TO DO
Starting with the line that contains "light fixture in" and continuing through the final line, arrange these lines as a Markdown table with the columns Row and Line. Skip any blank lines.

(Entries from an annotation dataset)
-*-

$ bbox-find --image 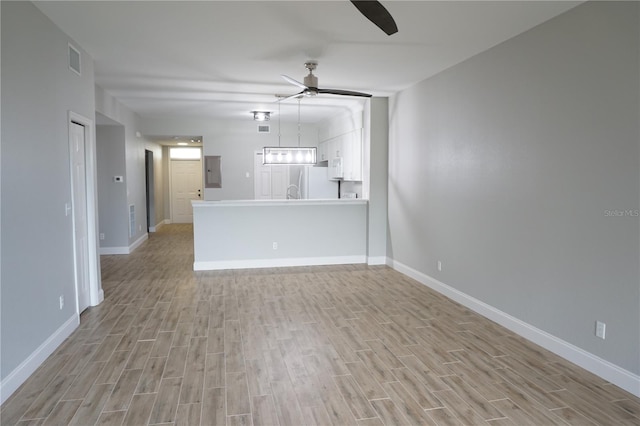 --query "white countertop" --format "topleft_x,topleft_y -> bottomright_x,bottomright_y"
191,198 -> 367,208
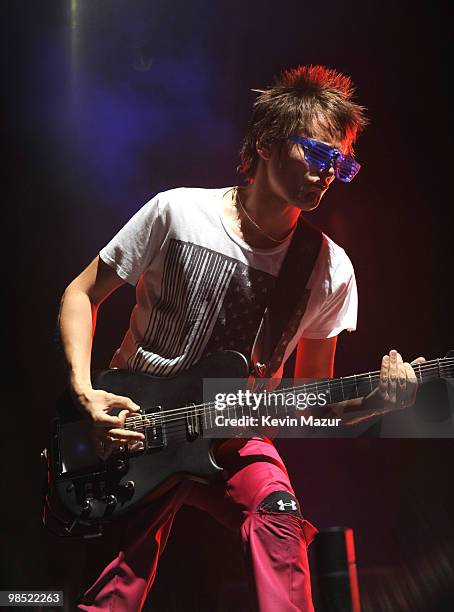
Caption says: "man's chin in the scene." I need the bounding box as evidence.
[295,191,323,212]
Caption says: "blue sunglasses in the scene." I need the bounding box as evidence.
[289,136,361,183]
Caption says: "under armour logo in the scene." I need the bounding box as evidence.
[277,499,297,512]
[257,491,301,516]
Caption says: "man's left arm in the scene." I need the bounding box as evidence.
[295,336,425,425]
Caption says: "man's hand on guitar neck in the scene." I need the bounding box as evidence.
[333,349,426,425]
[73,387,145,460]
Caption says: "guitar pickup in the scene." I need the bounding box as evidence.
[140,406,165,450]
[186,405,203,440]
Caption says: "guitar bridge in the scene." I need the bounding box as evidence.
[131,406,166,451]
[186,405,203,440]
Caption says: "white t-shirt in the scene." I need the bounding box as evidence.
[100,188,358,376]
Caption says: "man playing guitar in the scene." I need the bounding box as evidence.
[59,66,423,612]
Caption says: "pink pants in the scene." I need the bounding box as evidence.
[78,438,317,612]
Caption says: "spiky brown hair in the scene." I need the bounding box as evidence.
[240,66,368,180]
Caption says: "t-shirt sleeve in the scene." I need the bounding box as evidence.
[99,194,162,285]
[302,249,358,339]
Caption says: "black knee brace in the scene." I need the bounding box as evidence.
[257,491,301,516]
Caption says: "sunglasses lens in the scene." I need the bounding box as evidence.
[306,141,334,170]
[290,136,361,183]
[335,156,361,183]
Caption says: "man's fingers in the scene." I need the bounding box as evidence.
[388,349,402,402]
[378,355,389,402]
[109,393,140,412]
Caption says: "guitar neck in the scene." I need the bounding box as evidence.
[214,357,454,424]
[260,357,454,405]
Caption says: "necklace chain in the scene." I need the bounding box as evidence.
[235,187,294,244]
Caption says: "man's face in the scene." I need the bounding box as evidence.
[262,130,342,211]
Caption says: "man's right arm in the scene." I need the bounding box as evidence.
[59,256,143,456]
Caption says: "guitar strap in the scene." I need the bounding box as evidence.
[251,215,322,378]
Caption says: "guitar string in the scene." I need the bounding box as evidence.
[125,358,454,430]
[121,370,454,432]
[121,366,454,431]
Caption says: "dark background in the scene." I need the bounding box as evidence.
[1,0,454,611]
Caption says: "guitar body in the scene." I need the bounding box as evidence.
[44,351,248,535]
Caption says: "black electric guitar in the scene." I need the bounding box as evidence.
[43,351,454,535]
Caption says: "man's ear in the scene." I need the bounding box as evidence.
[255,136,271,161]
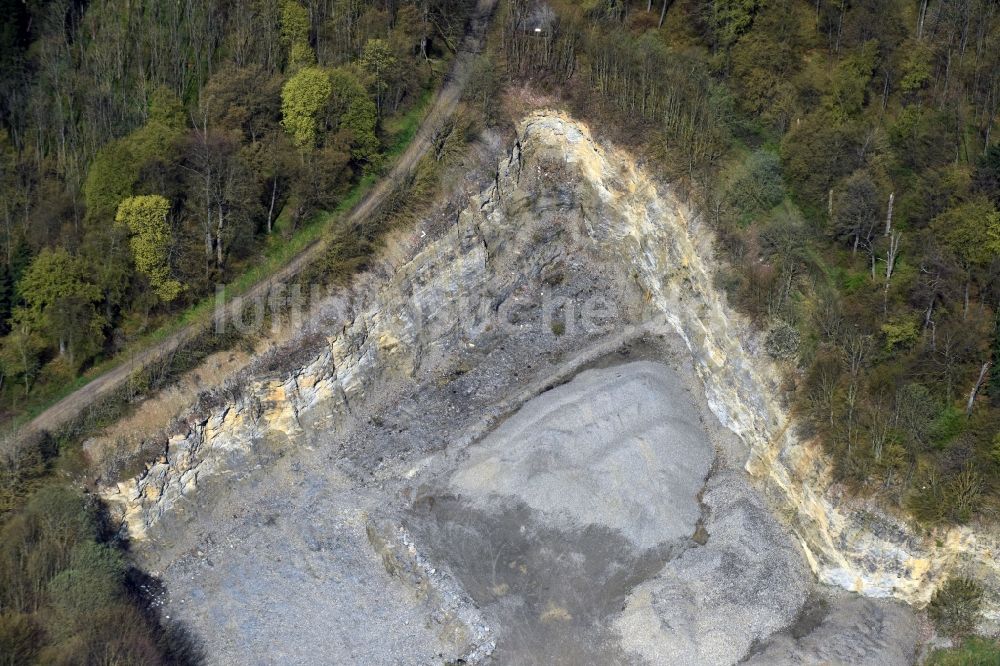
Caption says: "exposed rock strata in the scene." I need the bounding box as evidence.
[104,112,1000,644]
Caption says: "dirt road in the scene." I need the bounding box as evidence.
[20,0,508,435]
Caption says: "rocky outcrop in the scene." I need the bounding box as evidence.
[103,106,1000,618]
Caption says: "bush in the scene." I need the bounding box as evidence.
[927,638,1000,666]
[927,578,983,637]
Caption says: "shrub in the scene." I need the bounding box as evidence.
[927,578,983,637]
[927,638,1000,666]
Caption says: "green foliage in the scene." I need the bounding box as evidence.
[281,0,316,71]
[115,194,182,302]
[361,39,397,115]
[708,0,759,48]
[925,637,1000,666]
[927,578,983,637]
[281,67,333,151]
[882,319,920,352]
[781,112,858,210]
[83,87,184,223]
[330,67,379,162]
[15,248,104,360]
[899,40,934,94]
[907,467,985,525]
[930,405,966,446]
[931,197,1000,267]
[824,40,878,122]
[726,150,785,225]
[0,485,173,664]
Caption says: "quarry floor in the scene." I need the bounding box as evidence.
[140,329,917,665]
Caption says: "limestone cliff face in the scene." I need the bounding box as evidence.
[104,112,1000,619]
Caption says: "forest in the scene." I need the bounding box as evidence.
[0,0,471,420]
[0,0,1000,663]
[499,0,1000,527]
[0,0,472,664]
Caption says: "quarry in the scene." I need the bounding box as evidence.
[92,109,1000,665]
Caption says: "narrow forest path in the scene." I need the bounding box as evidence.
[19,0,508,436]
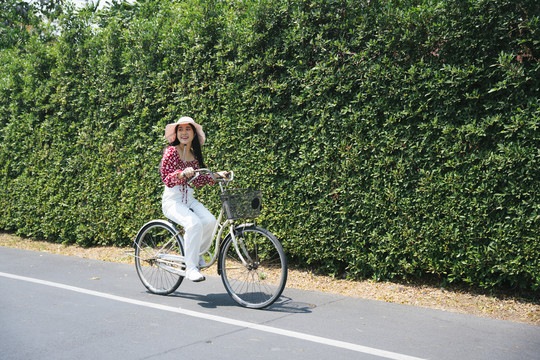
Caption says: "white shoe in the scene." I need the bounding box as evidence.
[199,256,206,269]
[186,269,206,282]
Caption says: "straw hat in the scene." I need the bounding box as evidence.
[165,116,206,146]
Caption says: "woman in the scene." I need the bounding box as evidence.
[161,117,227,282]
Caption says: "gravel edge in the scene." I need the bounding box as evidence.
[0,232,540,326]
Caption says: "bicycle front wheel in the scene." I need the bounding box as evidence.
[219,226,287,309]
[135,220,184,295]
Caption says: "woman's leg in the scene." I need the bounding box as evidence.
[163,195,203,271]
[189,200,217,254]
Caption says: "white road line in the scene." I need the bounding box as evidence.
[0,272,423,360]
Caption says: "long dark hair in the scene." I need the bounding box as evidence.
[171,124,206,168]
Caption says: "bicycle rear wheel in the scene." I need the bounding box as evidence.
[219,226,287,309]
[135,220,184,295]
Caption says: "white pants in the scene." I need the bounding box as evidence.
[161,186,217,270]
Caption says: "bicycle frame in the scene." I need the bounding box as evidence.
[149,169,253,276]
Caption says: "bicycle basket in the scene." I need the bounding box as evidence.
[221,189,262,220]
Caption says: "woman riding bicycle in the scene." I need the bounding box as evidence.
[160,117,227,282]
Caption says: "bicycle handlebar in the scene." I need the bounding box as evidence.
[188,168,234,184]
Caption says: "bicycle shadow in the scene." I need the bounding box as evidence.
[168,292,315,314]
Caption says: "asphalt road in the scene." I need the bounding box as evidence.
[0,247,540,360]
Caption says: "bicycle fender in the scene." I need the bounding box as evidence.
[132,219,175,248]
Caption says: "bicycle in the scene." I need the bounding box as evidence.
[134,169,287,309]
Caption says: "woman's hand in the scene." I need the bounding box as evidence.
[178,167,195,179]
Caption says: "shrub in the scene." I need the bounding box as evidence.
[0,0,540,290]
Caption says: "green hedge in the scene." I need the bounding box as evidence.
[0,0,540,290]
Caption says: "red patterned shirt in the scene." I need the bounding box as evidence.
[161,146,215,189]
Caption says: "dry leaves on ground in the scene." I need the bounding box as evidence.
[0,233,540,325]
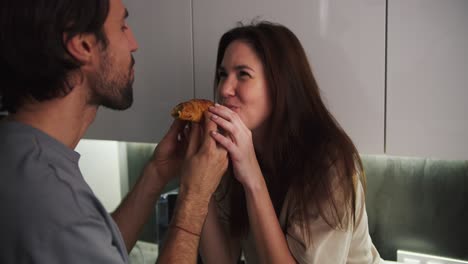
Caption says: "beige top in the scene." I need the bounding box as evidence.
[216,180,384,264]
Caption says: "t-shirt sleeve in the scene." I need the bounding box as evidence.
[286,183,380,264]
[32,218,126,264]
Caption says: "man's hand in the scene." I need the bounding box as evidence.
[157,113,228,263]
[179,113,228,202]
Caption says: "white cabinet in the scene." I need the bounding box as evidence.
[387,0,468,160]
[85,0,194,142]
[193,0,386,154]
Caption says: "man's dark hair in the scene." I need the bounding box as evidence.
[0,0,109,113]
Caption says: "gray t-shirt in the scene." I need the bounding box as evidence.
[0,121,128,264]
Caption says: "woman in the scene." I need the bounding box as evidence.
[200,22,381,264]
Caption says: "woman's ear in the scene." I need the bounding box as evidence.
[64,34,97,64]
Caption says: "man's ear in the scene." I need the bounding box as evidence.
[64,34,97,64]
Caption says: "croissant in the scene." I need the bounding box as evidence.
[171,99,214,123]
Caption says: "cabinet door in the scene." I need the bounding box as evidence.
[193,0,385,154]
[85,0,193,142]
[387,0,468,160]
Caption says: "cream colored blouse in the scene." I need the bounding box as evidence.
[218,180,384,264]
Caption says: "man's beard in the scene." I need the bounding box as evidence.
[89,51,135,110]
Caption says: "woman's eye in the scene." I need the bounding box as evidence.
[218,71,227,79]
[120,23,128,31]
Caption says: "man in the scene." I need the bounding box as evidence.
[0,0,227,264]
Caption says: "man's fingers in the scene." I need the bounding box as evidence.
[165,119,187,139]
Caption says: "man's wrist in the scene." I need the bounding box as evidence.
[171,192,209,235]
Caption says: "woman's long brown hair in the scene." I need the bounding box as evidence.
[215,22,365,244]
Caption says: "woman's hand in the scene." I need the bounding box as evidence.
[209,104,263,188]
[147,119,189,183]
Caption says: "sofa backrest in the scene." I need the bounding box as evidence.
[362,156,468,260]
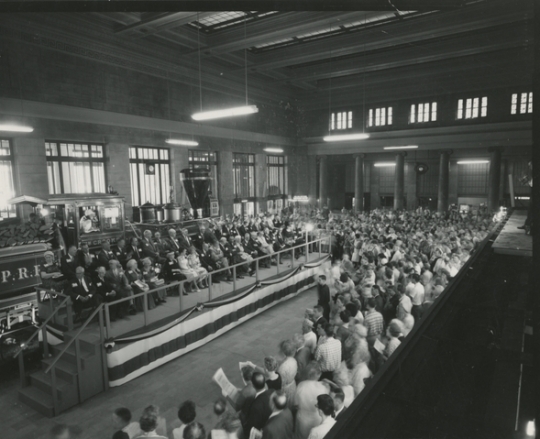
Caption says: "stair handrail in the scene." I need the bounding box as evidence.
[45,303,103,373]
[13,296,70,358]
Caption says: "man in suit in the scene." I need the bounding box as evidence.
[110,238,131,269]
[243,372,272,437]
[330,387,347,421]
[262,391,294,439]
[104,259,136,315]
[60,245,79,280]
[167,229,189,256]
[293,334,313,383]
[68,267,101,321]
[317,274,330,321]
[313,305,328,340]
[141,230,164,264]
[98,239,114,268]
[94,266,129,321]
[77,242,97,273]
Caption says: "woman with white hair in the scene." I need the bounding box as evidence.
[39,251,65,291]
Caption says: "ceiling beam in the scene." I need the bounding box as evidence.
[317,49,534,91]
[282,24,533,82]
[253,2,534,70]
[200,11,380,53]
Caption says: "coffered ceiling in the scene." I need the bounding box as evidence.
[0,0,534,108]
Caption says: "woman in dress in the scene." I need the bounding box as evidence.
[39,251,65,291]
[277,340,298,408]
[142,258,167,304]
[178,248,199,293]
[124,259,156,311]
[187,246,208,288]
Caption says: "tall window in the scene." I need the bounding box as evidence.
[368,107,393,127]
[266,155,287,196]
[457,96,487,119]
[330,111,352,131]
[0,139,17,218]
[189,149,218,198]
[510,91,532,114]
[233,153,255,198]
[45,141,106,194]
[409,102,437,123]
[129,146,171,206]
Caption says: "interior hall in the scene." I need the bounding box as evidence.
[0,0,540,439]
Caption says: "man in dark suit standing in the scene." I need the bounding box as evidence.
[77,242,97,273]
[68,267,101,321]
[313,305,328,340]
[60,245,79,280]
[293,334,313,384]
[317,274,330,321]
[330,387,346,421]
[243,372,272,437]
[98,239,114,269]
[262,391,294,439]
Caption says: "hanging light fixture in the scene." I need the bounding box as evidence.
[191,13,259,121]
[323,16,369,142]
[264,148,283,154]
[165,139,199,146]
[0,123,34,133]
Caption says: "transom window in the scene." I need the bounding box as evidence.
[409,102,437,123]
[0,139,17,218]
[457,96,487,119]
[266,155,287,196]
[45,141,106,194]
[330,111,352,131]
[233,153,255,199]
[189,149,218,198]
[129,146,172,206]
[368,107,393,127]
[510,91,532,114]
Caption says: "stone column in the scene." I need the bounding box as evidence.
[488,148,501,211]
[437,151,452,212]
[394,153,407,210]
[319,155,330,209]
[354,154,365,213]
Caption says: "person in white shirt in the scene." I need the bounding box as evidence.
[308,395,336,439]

-*-

EXERCISE RESPONSE
| Row | Line |
|---|---|
| 1 | Caption says: "hanging light fixture in the scene." I need the bounding box as evidence. |
| 2 | [191,13,259,121] |
| 3 | [323,16,369,142] |
| 4 | [264,148,283,154] |
| 5 | [165,139,199,146] |
| 6 | [0,123,34,133] |
| 7 | Caption says: "transom window in the scene." I need the bounding box as evidence. |
| 8 | [409,102,437,123] |
| 9 | [0,139,17,218] |
| 10 | [457,96,487,119] |
| 11 | [266,155,287,196] |
| 12 | [45,141,106,194] |
| 13 | [330,111,352,131] |
| 14 | [233,153,255,199] |
| 15 | [189,149,218,198] |
| 16 | [129,146,172,206] |
| 17 | [368,107,393,127] |
| 18 | [510,91,532,114] |
| 19 | Caption says: "stone column in the scene." I need the bounding box as evidence. |
| 20 | [488,148,501,211] |
| 21 | [437,151,452,212] |
| 22 | [394,153,407,210] |
| 23 | [319,155,330,209] |
| 24 | [354,154,365,213] |
| 25 | Caption says: "person in white shirt in the scene." I need the bounding box as evidence. |
| 26 | [308,395,336,439] |